Retype the passage from the news report on Android 11 Beta 3 from "Prior to this" to "minimal user interaction.", keeping every word and punctuation mark unchanged.

*** Opening Reading text ***

Amidst the flood of Samsung-related news and some bits and pieces of information about Google’s own Pixel phones, Google almost silently announced the availability of Android 11 Beta 3. That near-silence belies the importance of this release as it is the final beta release before Android 11 finally goes gold this quarter. More importantly, this final beta also brings an important change to Android’s Exposure Notification system that might raise some red flags about user privacy.
Google and Apple announced a few months back a joint effort to create official APIs that governments and health agencies can tap into to develop their own COVID-19 contact tracing app. The purpose of these frameworks is to prevent the abuse of location data that third-party apps might have access to by providing that data in a more secure and privacy-respecting way.
Prior to this Beta 3 release, users had to manually allow the Exposure Notification system to access location services, which includes Bluetooth scanning. That sort of defeats the purpose of easy-to-use contact tracing apps that need to work immediately, all the time, in the background, and with minimal user interaction.
Android 11 will make an exception for the Exposure Notification API and give it location services permission by default so that COVID-19 contact tracing apps start working immediately after installation. All other apps, however, will still have to explicitly ask users’ permission as normal. Google also assures users that a device’s location can’t be inferred from Bluetooth scanning anyway so there is no privacy risk there.
With the final beta out of the way, Android 11 is pretty much cleared for an official stable release sometime in the coming weeks, probably in mid-September. All new features and changes are already locked down, including potentially breaking changes that relate to how apps access external storage.

*** Closing Reading text ***
*** Opening Dataset ***

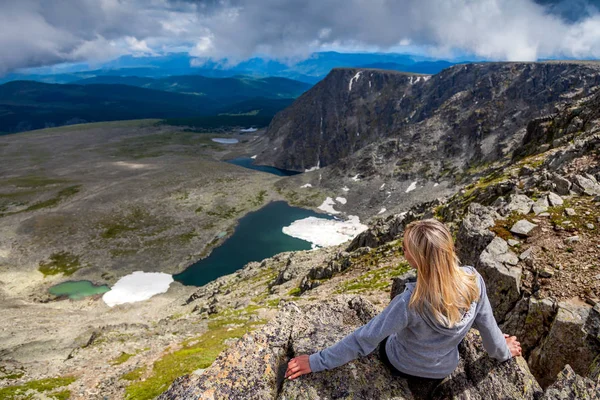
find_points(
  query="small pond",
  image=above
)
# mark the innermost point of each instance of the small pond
(247, 162)
(77, 290)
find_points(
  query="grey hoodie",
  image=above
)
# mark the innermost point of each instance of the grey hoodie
(417, 345)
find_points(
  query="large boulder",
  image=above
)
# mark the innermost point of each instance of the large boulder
(254, 367)
(571, 340)
(474, 234)
(570, 386)
(502, 278)
(530, 321)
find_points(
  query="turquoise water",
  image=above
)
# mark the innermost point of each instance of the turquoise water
(247, 162)
(257, 236)
(78, 289)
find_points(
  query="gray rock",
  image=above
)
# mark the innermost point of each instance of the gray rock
(555, 200)
(587, 185)
(569, 385)
(541, 205)
(569, 341)
(522, 227)
(562, 184)
(530, 321)
(526, 254)
(399, 283)
(473, 234)
(518, 203)
(254, 367)
(503, 282)
(572, 239)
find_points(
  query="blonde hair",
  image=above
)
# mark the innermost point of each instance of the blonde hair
(443, 288)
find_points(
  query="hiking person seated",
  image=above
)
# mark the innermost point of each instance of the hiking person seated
(418, 333)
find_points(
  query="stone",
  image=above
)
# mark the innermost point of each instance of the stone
(541, 205)
(526, 254)
(473, 234)
(518, 203)
(399, 283)
(546, 273)
(530, 321)
(253, 368)
(569, 385)
(569, 341)
(522, 227)
(562, 184)
(555, 200)
(588, 185)
(503, 282)
(513, 242)
(572, 239)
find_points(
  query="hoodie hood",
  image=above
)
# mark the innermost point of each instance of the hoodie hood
(459, 328)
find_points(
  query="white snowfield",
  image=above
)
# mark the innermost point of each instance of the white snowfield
(324, 232)
(412, 187)
(138, 286)
(327, 206)
(354, 79)
(225, 141)
(341, 200)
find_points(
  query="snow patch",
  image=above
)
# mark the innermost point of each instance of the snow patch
(324, 232)
(138, 286)
(327, 206)
(354, 79)
(225, 141)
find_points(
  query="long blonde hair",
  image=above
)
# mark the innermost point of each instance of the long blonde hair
(443, 288)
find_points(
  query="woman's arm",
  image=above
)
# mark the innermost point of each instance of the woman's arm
(494, 341)
(359, 343)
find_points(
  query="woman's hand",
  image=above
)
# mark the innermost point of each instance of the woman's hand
(298, 366)
(513, 345)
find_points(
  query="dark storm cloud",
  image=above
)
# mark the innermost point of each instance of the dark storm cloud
(40, 32)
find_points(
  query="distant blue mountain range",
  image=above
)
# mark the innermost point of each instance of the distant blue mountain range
(310, 70)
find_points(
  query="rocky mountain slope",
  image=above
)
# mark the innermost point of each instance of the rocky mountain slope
(529, 222)
(530, 227)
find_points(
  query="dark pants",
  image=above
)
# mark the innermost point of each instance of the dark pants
(395, 372)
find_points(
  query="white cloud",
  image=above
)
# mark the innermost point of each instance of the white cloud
(38, 32)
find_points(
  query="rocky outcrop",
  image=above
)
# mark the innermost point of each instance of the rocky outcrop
(571, 340)
(570, 386)
(474, 233)
(253, 367)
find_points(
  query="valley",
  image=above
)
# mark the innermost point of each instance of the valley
(482, 147)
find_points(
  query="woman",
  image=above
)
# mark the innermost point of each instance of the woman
(419, 331)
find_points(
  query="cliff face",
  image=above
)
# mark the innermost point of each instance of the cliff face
(465, 114)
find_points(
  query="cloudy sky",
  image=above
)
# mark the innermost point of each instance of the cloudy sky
(46, 32)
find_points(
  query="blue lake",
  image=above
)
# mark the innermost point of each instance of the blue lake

*** Closing Dataset ***

### [Response to the exercise]
Prior to this Beta 3 release, users had to manually allow the Exposure Notification system to access location services, which includes Bluetooth scanning. That sort of defeats the purpose of easy-to-use contact tracing apps that need to work immediately, all the time, in the background, and with minimal user interaction.